++++ Supplied data ++++

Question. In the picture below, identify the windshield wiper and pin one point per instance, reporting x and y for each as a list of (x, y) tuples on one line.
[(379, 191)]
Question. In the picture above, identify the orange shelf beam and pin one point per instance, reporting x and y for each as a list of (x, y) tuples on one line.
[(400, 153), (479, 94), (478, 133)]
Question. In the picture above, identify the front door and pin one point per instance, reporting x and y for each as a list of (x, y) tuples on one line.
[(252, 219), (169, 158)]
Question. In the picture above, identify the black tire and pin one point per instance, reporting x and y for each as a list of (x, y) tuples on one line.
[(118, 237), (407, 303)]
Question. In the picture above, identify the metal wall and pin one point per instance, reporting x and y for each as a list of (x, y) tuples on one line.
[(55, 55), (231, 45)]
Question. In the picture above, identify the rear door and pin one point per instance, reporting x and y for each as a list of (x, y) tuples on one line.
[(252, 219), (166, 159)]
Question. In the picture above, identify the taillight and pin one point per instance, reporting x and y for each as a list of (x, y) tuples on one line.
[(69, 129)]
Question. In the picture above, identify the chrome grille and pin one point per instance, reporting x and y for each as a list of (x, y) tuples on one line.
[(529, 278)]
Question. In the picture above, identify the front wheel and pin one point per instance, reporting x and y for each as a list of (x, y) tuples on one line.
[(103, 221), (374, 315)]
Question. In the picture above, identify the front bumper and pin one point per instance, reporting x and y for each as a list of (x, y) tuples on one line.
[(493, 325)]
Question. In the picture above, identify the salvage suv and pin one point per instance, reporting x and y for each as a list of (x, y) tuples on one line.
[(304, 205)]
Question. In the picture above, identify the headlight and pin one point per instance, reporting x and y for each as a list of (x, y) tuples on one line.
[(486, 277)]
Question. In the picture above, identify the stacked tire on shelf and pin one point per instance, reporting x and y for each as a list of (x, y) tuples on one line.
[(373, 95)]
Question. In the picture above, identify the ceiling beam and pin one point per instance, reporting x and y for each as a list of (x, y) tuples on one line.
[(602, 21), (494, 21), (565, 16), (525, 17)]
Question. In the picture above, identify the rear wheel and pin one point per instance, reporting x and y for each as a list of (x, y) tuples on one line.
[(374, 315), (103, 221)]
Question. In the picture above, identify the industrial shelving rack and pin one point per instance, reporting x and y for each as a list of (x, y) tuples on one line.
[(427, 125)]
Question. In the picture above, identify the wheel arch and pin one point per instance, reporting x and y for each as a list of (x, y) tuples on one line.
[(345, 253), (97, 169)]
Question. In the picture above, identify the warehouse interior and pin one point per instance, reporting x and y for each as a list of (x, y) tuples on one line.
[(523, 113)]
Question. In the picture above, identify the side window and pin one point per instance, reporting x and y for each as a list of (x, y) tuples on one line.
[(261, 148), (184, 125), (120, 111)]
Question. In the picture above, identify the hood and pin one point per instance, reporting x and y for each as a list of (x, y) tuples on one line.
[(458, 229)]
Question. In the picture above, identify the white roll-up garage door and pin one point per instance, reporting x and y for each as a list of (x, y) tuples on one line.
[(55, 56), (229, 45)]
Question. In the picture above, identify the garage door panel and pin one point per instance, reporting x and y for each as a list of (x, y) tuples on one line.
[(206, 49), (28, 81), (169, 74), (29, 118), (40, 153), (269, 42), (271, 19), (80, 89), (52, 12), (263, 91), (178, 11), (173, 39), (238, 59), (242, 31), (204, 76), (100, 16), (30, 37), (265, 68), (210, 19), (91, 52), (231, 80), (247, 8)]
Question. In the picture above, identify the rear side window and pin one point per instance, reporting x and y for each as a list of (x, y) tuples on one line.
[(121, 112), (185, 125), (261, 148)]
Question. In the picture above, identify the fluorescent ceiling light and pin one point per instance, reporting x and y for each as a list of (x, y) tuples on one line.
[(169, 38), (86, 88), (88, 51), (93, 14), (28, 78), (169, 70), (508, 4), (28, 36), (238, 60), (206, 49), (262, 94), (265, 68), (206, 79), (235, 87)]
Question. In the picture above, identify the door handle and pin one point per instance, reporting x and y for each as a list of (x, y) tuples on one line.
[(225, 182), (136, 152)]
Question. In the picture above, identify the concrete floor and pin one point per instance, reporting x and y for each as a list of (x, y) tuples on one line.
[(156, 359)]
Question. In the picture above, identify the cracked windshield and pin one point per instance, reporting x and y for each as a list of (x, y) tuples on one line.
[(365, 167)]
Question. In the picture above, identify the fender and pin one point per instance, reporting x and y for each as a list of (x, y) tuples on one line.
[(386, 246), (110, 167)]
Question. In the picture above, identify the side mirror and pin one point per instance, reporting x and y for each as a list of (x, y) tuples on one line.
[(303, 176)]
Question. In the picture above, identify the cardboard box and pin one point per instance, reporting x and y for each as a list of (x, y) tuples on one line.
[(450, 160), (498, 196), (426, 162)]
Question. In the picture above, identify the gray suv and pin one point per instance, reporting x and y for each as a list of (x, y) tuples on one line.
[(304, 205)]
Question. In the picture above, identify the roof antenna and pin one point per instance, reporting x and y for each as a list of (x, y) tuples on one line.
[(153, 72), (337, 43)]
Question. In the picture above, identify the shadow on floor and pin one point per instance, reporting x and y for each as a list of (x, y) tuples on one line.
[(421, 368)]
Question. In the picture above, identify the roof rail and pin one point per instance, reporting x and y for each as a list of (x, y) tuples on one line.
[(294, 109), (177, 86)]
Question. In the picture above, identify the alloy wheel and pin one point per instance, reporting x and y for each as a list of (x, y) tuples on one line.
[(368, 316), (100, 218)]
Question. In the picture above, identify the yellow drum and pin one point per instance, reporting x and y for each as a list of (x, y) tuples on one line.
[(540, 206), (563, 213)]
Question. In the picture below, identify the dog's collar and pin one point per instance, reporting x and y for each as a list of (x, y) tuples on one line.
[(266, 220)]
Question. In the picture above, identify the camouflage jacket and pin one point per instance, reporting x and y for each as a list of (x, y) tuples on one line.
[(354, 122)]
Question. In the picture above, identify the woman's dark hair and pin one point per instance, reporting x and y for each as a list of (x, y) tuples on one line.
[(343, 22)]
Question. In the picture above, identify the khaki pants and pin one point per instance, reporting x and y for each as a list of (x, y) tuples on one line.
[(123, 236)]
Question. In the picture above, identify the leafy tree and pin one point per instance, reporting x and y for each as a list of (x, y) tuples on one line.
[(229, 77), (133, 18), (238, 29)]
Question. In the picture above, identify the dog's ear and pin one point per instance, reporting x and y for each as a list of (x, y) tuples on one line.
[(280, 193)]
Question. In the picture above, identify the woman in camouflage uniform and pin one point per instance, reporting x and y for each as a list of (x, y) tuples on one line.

++++

Stated goal >> Output every row above verbatim, in the original order, with no changes.

Task result >>
Question. In the picture below, identify the windshield wiper and pin one point per instance, reporting x and y for each as a list of (x, y) tuples on one line.
[(379, 191)]
Question. In the picture above, identify the orange shelf beam and pin one point per instance, reporting x and y for each as a list of (x, y) tuples on one line.
[(400, 153), (479, 94), (478, 133)]
Question. In the picture above, identify the front door and pin one point per instance, reporting x and y for each as a list of (x, y) tuples on one line.
[(252, 219), (169, 158)]
Question. In the picture above, identify the black tire and pin one point per instance, reporting x and y for each as a list of (x, y) tuples on one line.
[(118, 237), (407, 303)]
Question. In the picture above, identify the metal wall and pin one point per instance, reporting x and y for each as a list of (x, y) tuples on one line.
[(55, 55), (231, 45)]
Question. In the picture above, identify the rear door and pin one point per instance, reporting x and y for each as a list of (x, y) tuples on one line.
[(252, 219), (166, 159)]
Question. In the picture above, identify the taillight and pin one point per instance, reporting x and y for each as a list of (x, y) tuples on one line.
[(69, 129)]
Question. In the picture above, identify the chrome grille and pin one point per instance, reporting x and y for each as a list of (x, y) tuples on one line.
[(529, 278)]
Question. In the picture above, identify the front wheel and pin one point per instance, reporting x and y for each as a list of (x, y) tuples on one line.
[(103, 221), (374, 315)]
Question. In the picture above, identify the front bumper and pin one point per instance, reporting x and y for each as a list of (x, y) tuples on one line.
[(493, 325)]
Question. In the picture above, identify the salvage suv and pin one point per instance, reporting x and y for each as a list of (x, y) tuples on one line.
[(304, 205)]
Question. In the picture above, identify the headlight and pin one point per instance, reporting x and y for each as a list of (x, y) tuples on one line.
[(486, 277)]
Question. In the picture above, identify the stacked tire on shelf and pin one point per instance, reporting x and y for each as a list of (x, y) tuples on one line.
[(373, 95)]
Question. In the picture above, identify the ceiling beam and pin one point per instance, reporting x and y for each as a list of (x, y) tuples on one line.
[(602, 21), (494, 21), (565, 16), (525, 17)]
Question. In the picture above, identify the rear wheel and pin one point per instance, reporting x and y for each as a list of (x, y) tuples on one line.
[(374, 315), (103, 221)]
Question. In the picture above, identify the industrial shelving rack and pin one point per instance, reporting x and y for each as a list of (x, y) tuples on one line.
[(427, 125)]
Question. In the picture above, identify the wheel arch and pin one point per instance, reporting x and y for each as a list of (x, y) tuples on one line.
[(345, 253), (97, 169)]
Question. In the picture above, identify the warehouse interior and pin one point per instance, reporting x and y for each as a list of (x, y) tuples on one line.
[(523, 113)]
Question. In the picture above, identify the side window and pin one point per instance, reporting x and y for each as a list of (x, y) tuples on one line.
[(261, 148), (184, 125), (120, 111)]
Question. In the picture above, identify the hood and pin one point per instance, reporting x and y for each as a list of (x, y) tuples on one line.
[(458, 229)]
Question. In the picture above, identify the white roll-up garage door and pin one point per instance, reporting x and y for each as a list of (x, y) tuples on one line.
[(55, 56), (229, 45)]
Question. In the picture above, identify the garage door panel and pin one point per instance, reporting x and y for each as a list of (x, y) tuples on one line.
[(206, 49), (28, 81), (169, 74), (29, 118), (40, 153), (269, 42), (271, 19), (80, 89), (52, 12), (263, 91), (178, 11), (173, 39), (238, 59), (242, 31), (204, 76), (100, 16), (30, 37), (265, 68), (210, 19), (91, 52), (231, 80), (247, 8)]
Question. In the picture above, identify the rear side window and pin one point per instance, reporting x and y for each as a list of (x, y) tuples on one line.
[(121, 112), (185, 125), (261, 148)]
Question. In the picture above, identify the fluorescent ceiling light and pin one point per instance, reporting x and y for each as a list of (x, y) tuples on one line.
[(169, 38), (86, 88), (88, 51), (93, 14), (28, 78), (169, 70), (508, 4), (28, 36), (238, 60), (206, 49), (262, 94), (265, 68), (206, 79), (235, 87)]
Question. In the picture above, identify the door handle and pin one point per instance, reporting x and y for each as a list of (x, y) tuples on one line.
[(225, 182), (136, 152)]
Question. In the picture above, identify the concrete floor and pin one point per instance, reporting x and y for each as a list of (x, y) tuples on one line.
[(156, 359)]
Question. In the picture above, identify the cracked windshield and pin one point per instance, reporting x and y for each as a list of (x, y) tuples on one line.
[(365, 167)]
Question. In the picture above, identify the fender and pin one point per instance, reporting x and y for each as a list of (x, y) tuples on one line.
[(386, 246), (110, 167)]
Question. In the picture above, identify the side mirror and pin one point per instance, reporting x and y for each as a list of (x, y) tuples on one line.
[(303, 176)]
Question. In the picture above, identify the cardboard box and pin one point per instance, reporting x and y for each as a list of (x, y) tuples on one line.
[(450, 160), (498, 196), (426, 162)]
Question. In the picture above, identify the gray suv and pin one point per instance, reporting x and y for each as a list of (x, y) tuples on one line.
[(304, 205)]
Question. In the picture above, identify the roof antenna and pin one point per instance, reporting x and y for each as a list of (x, y) tuples on one line.
[(153, 72), (337, 43)]
Question. In the picture above, identify the shadow on floor and pin one point per instance, reporting x and y for each as a list of (x, y) tuples on one line.
[(421, 368)]
Question. In the picture above, identify the roof rail and pin one point per instance, reporting x and y for each as a list of (x, y) tuples on one line.
[(294, 109), (177, 86)]
Question. In the picture above, identify the alloy wheel and pin one point per instance, reporting x and y for each as a list of (x, y) tuples on one line.
[(368, 316), (100, 218)]
Question. In the picture above, identify the yellow drum and pin one point per instance, reporting x and y for each as a list of (x, y) tuples on one line.
[(540, 206), (563, 213)]
Question. In the picture below, identify the dog's collar and pin one point per instance, reporting x and y for each as a list of (x, y) tuples on one line.
[(266, 220)]
Question. In the picture above, identify the camouflage jacket and pin one point per instance, reporting x and y for each as a list of (x, y) tuples on one line.
[(354, 122)]
Question. In the picture above, identify the woman's dark hair and pin one point per instance, reporting x and y for each as a list of (x, y) tuples on one line.
[(343, 22)]
Question. In the picture above, identify the khaki pants and pin one point per instance, reporting x and y for each as a list of (x, y) tuples on one line.
[(123, 236)]
Question. In the picture above, identify the leafy tree and pin one point per instance, reporting x and y for each as a list of (x, y) tuples on one line.
[(229, 77), (133, 18), (238, 29)]
Question. In the picture above, identify the dog's ear and pin one point per instance, reporting x and y for each as a list of (x, y) tuples on one line.
[(280, 193)]
Question. In the picture above, identify the woman in camouflage uniform and pin one point per instance, reporting x and y for each as a list of (x, y) tuples on one line.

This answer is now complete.